> [Instructions for the task]: Turn everything from the start of the material down to the line containing "negative clicks: (180, 1083)", both ends included, into a numbered list, omitting blank lines.

> [Available data]:
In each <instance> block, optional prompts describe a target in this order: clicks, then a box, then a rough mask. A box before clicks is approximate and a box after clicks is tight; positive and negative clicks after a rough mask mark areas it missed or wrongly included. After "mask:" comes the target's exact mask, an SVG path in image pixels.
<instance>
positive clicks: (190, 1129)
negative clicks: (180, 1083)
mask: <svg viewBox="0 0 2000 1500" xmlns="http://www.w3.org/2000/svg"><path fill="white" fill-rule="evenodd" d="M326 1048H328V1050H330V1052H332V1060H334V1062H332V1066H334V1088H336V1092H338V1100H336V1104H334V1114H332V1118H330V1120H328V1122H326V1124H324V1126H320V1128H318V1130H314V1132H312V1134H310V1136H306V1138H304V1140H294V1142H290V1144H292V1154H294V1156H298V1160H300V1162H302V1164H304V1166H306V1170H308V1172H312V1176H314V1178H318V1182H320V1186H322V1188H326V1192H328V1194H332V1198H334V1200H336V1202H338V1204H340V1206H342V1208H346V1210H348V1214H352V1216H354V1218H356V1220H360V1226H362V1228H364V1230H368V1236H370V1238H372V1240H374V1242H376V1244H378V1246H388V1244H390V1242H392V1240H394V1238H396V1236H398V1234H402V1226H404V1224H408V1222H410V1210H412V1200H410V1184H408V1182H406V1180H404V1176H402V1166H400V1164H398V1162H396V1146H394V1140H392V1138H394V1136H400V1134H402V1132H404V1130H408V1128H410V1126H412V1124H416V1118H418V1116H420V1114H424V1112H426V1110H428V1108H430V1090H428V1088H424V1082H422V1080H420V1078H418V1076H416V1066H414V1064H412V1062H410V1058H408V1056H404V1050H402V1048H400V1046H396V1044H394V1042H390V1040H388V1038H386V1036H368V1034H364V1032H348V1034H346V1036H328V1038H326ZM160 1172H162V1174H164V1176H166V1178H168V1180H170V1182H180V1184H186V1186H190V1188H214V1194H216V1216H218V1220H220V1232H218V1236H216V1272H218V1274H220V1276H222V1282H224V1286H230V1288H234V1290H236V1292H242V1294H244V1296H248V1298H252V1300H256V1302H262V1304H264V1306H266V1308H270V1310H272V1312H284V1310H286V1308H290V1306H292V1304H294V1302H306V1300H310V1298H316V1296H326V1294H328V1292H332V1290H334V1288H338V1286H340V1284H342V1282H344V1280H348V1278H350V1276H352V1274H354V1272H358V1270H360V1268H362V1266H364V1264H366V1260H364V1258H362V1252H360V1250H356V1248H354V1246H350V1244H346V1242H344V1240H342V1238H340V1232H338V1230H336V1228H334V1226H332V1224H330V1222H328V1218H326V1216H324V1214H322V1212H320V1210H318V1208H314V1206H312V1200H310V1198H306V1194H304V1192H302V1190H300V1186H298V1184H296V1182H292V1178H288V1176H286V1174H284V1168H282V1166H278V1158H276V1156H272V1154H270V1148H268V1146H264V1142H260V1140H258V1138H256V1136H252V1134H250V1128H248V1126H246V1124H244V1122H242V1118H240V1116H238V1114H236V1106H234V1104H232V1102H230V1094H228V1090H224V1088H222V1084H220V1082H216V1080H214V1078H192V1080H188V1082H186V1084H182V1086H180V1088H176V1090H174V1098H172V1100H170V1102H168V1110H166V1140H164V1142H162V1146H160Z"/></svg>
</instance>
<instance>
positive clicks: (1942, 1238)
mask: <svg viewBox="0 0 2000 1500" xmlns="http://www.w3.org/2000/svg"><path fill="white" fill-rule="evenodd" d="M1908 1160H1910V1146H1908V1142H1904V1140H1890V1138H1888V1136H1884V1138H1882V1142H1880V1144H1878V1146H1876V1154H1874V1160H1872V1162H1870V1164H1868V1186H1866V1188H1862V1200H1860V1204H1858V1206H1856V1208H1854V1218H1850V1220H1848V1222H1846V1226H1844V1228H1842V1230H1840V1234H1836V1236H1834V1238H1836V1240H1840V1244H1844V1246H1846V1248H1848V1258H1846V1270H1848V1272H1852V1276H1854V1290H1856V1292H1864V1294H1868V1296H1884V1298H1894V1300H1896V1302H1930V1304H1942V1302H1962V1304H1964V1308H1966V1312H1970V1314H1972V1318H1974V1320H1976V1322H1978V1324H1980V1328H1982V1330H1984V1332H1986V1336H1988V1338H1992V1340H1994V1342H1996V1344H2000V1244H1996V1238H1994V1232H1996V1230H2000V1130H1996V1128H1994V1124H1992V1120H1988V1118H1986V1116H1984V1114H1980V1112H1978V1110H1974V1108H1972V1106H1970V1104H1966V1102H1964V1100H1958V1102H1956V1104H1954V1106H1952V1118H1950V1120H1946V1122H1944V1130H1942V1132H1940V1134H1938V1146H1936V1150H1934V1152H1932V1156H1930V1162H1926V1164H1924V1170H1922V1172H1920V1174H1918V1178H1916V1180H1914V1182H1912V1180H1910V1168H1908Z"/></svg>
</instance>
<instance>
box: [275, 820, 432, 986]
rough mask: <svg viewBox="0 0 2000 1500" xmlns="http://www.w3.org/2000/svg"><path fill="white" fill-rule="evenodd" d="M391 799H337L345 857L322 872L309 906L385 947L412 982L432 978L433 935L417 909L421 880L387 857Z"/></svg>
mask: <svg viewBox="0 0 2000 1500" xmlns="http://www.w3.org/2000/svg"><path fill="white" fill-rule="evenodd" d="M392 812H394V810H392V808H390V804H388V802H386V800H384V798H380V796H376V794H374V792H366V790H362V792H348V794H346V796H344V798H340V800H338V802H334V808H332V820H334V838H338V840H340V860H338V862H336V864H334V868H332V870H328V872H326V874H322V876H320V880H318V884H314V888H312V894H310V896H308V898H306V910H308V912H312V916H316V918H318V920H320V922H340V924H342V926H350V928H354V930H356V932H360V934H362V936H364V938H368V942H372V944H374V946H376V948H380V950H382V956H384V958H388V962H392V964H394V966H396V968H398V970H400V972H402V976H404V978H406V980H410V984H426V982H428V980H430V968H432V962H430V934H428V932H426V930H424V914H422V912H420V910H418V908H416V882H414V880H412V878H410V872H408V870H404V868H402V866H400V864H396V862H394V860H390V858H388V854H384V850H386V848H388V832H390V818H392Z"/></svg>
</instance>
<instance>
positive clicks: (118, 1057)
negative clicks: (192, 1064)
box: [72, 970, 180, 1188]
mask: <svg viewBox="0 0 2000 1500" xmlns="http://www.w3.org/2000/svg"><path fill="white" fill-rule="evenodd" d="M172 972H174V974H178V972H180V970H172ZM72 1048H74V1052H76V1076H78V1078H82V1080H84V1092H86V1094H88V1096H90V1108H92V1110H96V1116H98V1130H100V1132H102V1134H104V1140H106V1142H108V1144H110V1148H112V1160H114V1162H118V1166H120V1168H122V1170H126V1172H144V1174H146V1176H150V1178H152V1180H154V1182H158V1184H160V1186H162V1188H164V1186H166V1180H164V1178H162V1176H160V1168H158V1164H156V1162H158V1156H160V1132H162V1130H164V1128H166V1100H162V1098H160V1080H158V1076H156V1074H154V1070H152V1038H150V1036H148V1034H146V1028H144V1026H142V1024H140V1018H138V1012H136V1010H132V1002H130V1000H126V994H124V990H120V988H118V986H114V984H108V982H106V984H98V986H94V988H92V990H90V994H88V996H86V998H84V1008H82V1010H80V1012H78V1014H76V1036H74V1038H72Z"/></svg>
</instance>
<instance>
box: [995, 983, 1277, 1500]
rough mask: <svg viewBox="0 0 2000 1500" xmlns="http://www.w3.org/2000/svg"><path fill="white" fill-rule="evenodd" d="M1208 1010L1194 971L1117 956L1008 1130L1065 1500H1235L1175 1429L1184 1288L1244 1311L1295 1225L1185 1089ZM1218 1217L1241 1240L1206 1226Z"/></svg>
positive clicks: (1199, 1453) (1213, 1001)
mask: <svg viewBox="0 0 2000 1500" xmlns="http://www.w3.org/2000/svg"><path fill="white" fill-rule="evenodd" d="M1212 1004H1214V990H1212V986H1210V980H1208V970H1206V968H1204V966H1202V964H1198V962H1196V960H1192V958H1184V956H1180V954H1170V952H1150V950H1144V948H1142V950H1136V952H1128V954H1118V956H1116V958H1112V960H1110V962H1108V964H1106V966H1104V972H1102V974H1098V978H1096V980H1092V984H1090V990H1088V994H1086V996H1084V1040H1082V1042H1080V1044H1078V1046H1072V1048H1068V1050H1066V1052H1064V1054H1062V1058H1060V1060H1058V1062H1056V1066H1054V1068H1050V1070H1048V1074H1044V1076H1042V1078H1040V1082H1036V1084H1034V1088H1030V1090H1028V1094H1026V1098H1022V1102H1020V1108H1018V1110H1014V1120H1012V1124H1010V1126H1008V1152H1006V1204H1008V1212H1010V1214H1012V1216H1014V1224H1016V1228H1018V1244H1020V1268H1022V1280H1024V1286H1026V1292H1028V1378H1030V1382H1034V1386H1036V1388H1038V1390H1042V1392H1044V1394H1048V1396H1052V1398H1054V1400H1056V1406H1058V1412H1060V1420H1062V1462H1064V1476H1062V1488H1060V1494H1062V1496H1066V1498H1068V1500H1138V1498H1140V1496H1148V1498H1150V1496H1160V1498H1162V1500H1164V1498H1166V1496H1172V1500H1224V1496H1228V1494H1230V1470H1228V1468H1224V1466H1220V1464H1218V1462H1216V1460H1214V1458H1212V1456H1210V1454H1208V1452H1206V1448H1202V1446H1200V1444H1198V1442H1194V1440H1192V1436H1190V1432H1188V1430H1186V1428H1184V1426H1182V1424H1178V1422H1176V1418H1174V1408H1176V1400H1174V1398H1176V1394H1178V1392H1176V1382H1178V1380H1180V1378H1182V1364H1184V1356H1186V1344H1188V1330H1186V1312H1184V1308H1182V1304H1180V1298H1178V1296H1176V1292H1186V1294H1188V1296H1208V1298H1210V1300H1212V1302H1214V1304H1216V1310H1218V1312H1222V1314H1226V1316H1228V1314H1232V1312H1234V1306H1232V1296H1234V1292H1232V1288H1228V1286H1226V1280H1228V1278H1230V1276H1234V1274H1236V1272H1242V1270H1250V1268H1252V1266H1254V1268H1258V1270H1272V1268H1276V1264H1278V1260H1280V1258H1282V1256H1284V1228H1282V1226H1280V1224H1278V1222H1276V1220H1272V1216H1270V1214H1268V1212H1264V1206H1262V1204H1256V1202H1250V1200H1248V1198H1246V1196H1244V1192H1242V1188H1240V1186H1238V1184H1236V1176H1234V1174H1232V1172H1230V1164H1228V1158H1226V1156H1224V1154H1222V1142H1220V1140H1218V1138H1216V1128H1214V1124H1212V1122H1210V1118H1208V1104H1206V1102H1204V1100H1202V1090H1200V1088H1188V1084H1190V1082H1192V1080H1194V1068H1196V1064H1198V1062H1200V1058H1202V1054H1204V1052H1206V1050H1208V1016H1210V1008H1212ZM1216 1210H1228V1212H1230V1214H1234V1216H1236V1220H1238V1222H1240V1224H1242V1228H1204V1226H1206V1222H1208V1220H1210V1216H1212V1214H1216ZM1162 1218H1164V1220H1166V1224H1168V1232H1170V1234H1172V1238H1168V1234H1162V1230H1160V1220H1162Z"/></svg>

> [Result below]:
1. In each <instance> block, optional prompts describe a target in this order: clicks, then a box, then a rough mask. A box before clicks is approximate and a box after clicks is tight; positive and negative clicks after a rough mask mark areas it missed or wrongly included. After "mask:" comes the target's exact mask, an SVG path in image pixels.
2. <instance>
3. positive clicks: (190, 1129)
4. negative clicks: (180, 1083)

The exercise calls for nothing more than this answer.